(Records of pointing at named objects)
**********
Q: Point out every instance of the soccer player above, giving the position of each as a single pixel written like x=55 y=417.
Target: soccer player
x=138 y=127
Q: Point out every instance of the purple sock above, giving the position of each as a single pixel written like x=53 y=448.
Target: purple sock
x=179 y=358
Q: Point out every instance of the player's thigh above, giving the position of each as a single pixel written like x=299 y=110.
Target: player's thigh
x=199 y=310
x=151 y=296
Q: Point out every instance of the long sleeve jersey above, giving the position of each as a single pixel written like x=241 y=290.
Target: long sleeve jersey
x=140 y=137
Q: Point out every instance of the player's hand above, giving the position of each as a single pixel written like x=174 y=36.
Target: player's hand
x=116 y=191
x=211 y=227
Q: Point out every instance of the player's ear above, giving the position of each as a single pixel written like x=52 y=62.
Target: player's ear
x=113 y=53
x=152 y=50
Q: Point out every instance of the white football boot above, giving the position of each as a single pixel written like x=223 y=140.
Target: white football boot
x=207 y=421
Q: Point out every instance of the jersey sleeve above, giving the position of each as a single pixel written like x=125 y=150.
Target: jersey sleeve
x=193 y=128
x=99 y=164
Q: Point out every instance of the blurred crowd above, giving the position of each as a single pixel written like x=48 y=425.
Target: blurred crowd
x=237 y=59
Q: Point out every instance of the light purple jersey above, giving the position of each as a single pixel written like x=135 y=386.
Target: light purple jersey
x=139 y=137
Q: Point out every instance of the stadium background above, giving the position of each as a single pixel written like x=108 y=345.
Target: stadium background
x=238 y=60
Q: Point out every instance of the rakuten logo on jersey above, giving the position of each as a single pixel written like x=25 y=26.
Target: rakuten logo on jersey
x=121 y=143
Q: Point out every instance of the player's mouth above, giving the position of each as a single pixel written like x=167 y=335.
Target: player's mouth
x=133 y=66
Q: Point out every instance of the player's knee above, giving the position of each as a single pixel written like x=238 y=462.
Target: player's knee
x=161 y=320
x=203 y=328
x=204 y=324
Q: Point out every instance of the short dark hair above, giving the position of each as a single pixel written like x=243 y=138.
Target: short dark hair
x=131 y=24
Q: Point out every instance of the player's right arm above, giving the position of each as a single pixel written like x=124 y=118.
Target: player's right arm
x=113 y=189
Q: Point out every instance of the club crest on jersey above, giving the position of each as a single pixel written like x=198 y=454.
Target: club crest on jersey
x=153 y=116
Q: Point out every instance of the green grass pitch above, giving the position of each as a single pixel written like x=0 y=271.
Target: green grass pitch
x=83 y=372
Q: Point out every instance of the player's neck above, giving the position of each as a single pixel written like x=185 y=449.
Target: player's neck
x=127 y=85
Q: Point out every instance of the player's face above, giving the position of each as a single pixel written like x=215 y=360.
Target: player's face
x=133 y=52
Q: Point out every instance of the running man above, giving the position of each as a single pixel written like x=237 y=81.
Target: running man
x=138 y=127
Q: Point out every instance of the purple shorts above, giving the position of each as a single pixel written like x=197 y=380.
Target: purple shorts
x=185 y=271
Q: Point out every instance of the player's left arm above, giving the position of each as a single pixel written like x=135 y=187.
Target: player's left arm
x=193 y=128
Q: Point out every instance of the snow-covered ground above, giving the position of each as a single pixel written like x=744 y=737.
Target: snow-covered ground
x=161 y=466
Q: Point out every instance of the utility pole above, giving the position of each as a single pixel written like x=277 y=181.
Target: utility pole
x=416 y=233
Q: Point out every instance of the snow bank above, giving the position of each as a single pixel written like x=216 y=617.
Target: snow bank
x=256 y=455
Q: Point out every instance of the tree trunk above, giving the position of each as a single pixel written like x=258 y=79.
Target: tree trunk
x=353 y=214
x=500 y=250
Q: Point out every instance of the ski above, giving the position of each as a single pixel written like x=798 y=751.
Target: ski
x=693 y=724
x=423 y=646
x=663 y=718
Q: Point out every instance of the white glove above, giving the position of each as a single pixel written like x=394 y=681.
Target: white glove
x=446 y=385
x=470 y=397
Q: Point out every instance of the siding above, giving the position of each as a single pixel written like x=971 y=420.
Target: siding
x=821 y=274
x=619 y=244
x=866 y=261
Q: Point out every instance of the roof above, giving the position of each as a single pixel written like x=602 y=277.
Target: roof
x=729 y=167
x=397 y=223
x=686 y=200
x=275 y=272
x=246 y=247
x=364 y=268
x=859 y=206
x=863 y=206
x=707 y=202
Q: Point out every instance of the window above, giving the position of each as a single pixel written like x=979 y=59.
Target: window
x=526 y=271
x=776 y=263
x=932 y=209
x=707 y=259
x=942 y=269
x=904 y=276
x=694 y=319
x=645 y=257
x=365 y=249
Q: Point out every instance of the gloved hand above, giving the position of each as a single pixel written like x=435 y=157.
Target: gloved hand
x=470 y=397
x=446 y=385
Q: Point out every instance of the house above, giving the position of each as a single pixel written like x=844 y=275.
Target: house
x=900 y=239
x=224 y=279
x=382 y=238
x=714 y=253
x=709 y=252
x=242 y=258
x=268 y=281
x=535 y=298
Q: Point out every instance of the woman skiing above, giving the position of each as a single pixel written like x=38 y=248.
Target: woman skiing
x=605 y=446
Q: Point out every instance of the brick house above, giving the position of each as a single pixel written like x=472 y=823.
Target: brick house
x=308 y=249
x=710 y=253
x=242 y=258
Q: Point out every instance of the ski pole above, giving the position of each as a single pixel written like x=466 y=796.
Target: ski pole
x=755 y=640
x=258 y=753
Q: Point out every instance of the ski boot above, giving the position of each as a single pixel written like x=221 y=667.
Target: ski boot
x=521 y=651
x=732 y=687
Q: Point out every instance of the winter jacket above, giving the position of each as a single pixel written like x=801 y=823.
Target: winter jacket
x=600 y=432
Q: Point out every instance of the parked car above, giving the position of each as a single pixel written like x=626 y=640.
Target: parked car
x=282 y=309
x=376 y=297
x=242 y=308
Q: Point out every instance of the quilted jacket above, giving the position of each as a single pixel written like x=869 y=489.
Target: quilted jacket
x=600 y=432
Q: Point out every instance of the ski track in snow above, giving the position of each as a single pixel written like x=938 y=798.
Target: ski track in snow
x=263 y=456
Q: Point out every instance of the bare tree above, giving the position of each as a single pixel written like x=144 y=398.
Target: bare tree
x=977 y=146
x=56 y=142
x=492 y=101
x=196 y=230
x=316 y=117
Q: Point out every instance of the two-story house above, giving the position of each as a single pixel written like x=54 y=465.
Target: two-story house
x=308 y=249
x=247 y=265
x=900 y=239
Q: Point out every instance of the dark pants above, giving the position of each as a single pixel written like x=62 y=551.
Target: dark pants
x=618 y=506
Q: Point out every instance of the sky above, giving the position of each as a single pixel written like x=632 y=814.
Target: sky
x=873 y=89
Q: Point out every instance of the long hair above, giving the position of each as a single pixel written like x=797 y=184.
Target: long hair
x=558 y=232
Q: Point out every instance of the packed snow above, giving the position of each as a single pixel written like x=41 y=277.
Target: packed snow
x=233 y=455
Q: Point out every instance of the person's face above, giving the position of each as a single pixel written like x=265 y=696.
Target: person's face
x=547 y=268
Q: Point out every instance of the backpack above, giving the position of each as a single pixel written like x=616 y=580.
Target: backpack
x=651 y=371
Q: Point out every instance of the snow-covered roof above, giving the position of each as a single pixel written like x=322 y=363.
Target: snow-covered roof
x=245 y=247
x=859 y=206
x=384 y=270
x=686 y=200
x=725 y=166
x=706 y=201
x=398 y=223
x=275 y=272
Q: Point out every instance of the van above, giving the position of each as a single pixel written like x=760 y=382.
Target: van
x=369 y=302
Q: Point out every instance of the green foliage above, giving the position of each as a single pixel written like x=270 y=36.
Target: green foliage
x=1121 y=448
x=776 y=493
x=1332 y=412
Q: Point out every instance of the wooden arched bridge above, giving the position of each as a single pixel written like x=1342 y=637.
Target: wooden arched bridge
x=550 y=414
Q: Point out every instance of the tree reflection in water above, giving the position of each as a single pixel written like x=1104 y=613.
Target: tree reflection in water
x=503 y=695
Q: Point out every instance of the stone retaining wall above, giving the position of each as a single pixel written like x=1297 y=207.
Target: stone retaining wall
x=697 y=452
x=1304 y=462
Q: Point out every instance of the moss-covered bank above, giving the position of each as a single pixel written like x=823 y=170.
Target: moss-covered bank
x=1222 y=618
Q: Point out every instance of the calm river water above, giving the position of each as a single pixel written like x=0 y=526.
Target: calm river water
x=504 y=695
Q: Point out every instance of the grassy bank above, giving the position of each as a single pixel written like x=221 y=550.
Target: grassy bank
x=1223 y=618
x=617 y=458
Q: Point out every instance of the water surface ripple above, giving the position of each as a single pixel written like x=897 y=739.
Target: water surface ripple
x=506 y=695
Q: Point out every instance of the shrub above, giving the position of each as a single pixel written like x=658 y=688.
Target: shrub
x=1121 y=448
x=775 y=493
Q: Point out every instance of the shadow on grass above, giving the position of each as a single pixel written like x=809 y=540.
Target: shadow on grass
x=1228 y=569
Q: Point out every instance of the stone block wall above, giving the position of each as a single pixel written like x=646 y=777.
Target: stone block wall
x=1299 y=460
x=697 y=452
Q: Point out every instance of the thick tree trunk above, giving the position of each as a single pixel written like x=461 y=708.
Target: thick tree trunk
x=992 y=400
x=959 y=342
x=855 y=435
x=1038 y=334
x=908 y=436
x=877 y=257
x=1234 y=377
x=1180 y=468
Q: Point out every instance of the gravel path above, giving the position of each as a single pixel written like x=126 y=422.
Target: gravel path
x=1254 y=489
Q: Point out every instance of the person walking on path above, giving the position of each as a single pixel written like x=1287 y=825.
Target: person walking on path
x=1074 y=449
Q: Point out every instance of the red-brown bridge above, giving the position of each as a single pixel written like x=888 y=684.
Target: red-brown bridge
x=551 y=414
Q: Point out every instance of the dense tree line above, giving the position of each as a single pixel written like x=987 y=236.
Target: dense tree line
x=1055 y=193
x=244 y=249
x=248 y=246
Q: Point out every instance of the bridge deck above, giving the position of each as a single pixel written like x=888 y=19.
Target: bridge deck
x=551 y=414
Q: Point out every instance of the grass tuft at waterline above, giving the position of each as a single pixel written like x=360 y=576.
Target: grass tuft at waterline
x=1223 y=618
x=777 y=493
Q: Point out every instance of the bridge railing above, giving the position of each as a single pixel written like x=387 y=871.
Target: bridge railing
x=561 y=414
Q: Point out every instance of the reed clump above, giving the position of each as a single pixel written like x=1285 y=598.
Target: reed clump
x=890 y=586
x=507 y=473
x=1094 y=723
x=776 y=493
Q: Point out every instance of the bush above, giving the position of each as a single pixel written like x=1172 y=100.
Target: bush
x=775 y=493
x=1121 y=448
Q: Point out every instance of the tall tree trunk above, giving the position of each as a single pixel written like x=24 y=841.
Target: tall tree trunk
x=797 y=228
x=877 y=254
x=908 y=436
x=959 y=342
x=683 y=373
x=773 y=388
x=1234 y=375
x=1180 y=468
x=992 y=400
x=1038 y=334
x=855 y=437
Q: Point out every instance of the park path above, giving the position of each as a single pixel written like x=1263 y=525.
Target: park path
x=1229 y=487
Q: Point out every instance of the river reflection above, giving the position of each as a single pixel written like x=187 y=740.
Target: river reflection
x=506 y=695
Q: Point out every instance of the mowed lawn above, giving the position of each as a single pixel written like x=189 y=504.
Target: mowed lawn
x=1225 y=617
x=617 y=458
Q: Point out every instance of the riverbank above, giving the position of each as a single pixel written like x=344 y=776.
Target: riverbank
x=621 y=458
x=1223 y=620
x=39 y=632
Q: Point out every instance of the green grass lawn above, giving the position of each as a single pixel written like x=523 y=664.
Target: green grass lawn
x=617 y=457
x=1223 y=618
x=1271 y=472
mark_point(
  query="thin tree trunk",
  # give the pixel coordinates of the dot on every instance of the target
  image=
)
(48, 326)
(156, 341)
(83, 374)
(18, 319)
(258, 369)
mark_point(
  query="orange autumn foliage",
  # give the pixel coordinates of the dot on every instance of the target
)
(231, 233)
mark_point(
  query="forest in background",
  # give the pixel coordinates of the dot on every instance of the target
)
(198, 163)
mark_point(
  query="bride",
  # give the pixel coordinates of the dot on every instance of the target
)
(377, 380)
**********
> **Instructions for the task**:
In the listing, swap "single pixel" for "single point" throughout the stretch from the line containing "Q: Point out every instance of the dark" through the line containing "x=1304 y=462", and reproduce only those lines with nothing else altered.

> **Response to the exercise**:
Q: Point out every instance of the dark pants above, giving the position of each as a single point written like x=62 y=551.
Target: dark pants
x=618 y=506
Q: Point out every instance of the sky above, giving the position of each as a single point written like x=632 y=814.
Target: sky
x=873 y=89
Q: Point out every instance of the long hair above, giving the position of each as a single point written like x=797 y=184.
Target: long hair
x=558 y=232
Q: Point out every instance of the packed snow above, giving the position of each as a single point written like x=41 y=277.
Target: packed snow
x=233 y=455
Q: Point out every instance of the person's face above, giving the position of each as a single point written like x=265 y=696.
Target: person's face
x=547 y=268
Q: Point out every instance of the backpack above, giving the position of each as a single point written like x=616 y=580.
Target: backpack
x=651 y=371
Q: Point out every instance of the snow-covered roof above, giving the position of each as a single point written like x=322 y=363.
Target: snow-covered roof
x=245 y=247
x=859 y=206
x=384 y=270
x=686 y=200
x=725 y=166
x=706 y=201
x=398 y=223
x=275 y=272
Q: Point out every instance of the van above, giving the position of each as a single point written like x=760 y=382.
Target: van
x=369 y=302
Q: Point out every instance of the green foliage above, giving the position of each as a single point written like x=270 y=36.
Target: green foliage
x=1121 y=448
x=776 y=493
x=1332 y=412
Q: Point out every instance of the wooden arched bridge above, giving the position of each as a single point written like x=1342 y=637.
Target: wooden arched bridge
x=550 y=414
Q: Point out every instance of the tree reflection in water above, giving the position of each as a single point written like x=1104 y=613.
Target: tree reflection in water
x=503 y=695
Q: Point out every instance of the stone retaining wall above, giving the position of each as a single point written like x=1297 y=207.
Target: stone retaining wall
x=697 y=452
x=1304 y=462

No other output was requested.